Only a number is expected here: the count of lines in the data that contain "floor".

▸ **Saved entries**
------------------------------------------------
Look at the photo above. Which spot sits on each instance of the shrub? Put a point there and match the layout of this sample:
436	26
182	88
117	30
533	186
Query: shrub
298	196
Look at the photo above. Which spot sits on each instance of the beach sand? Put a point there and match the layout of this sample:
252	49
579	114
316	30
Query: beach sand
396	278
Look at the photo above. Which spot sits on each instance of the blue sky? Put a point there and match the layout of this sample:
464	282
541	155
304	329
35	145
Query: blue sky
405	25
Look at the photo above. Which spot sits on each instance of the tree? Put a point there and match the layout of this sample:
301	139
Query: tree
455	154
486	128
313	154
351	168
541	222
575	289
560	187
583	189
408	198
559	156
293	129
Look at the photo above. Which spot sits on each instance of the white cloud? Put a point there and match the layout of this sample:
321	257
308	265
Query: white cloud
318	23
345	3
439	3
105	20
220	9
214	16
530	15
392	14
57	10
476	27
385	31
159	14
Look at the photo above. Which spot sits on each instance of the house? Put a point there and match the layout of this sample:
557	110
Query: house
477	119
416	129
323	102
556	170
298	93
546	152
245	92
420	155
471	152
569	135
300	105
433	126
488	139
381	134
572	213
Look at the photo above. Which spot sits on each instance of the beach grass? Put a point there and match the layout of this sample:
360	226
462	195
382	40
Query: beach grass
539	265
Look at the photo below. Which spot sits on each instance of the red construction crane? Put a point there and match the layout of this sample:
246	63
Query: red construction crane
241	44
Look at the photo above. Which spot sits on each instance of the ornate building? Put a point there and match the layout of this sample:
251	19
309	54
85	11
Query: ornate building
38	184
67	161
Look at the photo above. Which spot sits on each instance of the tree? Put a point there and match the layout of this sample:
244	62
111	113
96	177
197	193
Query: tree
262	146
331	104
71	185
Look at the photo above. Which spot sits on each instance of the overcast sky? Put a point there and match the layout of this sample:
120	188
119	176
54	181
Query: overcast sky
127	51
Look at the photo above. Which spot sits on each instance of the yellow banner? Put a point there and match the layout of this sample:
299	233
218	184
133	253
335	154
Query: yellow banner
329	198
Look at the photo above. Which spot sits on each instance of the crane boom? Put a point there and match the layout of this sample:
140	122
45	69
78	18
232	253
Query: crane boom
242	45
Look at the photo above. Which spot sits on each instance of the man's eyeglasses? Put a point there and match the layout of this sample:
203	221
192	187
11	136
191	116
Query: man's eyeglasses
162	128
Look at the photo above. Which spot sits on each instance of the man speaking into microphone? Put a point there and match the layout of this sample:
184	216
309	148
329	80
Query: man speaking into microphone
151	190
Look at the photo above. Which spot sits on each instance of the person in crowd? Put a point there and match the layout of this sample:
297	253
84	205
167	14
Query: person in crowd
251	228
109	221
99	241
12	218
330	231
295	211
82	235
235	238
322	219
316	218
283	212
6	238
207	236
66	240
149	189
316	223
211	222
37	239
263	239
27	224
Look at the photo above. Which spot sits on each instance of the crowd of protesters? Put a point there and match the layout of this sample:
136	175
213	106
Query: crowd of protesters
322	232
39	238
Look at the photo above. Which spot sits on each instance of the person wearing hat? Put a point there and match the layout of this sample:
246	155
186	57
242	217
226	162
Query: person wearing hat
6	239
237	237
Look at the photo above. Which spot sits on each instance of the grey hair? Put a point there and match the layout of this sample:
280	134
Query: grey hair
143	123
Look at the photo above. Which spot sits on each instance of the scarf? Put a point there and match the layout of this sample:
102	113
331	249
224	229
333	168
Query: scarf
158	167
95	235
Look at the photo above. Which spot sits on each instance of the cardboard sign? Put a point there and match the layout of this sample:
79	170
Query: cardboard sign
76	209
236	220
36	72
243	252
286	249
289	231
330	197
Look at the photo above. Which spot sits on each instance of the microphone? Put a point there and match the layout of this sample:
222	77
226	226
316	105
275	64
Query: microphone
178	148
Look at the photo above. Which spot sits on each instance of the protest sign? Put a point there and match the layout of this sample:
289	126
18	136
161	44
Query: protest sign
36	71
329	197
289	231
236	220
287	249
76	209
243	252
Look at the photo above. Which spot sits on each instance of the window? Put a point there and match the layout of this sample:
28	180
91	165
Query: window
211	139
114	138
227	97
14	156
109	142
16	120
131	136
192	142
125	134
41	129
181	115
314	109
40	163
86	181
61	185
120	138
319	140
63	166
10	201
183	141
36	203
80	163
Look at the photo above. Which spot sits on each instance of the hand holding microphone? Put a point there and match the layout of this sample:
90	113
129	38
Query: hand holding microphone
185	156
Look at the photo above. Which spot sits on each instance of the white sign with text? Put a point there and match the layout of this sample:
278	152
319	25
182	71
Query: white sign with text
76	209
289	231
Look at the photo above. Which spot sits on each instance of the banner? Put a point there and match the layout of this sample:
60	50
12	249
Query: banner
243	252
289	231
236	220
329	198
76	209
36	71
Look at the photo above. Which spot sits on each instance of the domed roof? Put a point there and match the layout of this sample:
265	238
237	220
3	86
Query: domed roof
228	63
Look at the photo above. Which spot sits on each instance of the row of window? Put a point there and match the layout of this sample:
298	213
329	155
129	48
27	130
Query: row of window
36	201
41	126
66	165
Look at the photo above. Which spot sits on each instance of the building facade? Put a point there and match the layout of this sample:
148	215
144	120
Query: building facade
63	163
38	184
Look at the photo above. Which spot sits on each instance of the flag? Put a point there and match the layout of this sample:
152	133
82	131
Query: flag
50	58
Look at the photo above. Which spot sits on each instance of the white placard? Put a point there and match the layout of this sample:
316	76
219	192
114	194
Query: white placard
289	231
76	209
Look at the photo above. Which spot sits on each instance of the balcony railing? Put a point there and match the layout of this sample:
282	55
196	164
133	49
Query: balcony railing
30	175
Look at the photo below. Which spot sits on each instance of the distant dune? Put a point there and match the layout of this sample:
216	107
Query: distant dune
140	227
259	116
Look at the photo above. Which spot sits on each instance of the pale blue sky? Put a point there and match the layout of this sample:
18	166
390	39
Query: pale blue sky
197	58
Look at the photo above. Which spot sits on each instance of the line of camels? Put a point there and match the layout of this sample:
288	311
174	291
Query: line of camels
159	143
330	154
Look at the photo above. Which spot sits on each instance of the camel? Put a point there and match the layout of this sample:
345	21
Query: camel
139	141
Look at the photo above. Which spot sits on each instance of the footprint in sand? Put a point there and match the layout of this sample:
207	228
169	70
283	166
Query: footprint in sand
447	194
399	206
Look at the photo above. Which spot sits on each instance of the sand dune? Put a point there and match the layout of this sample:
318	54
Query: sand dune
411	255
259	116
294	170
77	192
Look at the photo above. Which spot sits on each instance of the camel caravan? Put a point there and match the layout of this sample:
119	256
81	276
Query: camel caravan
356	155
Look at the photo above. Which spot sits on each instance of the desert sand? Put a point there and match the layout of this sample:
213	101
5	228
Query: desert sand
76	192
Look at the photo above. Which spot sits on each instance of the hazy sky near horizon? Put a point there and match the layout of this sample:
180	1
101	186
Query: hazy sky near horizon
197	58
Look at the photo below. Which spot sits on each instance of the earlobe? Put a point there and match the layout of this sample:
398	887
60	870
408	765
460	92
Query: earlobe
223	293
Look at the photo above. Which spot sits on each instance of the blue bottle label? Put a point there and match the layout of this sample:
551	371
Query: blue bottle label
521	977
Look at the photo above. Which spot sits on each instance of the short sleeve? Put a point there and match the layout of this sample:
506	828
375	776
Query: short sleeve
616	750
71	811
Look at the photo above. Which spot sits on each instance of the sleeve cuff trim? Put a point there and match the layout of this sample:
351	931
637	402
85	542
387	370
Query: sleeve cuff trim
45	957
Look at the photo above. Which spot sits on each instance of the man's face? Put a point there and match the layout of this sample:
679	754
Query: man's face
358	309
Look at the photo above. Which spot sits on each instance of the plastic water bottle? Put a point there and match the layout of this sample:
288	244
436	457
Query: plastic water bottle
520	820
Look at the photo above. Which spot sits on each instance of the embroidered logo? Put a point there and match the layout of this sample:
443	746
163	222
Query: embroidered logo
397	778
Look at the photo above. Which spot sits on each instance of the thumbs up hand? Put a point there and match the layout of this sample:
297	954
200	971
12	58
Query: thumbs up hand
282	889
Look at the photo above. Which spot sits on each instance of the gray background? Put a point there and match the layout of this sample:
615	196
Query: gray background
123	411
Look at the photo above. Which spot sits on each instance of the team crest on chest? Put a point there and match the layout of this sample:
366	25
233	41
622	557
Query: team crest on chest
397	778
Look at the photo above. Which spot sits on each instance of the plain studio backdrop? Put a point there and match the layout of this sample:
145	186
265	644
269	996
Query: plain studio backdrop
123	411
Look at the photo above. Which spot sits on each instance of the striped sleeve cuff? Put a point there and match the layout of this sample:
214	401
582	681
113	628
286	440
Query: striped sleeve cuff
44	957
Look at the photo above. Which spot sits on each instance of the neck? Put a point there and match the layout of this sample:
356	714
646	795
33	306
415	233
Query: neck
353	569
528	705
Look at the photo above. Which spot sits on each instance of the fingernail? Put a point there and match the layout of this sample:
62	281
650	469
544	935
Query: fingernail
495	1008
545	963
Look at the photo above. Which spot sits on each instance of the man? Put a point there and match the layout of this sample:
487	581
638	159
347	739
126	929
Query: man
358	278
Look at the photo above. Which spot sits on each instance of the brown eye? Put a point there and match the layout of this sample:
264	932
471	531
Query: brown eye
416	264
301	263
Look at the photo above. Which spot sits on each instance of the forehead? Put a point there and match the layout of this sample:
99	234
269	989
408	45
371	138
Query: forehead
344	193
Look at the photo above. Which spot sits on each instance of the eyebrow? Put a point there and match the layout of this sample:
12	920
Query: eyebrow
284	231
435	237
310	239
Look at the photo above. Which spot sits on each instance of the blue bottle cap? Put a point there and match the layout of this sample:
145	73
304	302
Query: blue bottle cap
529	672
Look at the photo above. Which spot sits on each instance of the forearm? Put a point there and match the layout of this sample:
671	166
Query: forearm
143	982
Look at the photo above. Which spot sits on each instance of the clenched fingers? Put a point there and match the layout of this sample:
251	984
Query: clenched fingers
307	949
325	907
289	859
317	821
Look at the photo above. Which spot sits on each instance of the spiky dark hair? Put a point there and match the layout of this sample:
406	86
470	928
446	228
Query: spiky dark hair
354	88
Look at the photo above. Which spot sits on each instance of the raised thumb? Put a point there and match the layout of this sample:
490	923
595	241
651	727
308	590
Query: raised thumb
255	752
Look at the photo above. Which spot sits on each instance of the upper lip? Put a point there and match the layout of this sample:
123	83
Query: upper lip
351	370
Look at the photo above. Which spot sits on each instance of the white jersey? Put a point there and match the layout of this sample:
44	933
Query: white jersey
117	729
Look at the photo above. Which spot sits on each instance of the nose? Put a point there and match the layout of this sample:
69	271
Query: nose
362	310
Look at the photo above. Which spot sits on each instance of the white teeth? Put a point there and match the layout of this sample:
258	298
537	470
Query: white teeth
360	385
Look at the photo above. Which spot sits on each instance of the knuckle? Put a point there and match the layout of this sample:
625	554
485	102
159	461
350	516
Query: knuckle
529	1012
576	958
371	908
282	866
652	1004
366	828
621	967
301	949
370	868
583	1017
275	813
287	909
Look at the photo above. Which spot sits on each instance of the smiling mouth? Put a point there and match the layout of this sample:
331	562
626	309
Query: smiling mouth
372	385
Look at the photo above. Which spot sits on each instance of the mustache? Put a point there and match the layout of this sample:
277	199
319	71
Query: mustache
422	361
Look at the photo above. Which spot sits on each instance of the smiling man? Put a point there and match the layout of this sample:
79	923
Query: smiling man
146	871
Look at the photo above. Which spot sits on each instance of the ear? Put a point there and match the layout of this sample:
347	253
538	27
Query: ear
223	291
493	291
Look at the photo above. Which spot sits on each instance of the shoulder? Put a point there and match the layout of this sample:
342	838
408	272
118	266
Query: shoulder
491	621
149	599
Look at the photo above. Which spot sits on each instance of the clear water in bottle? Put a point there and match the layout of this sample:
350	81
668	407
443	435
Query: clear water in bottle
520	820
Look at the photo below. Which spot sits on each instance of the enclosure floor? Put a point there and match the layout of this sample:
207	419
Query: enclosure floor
------------------------------------------------
▸ **Exercise output**
2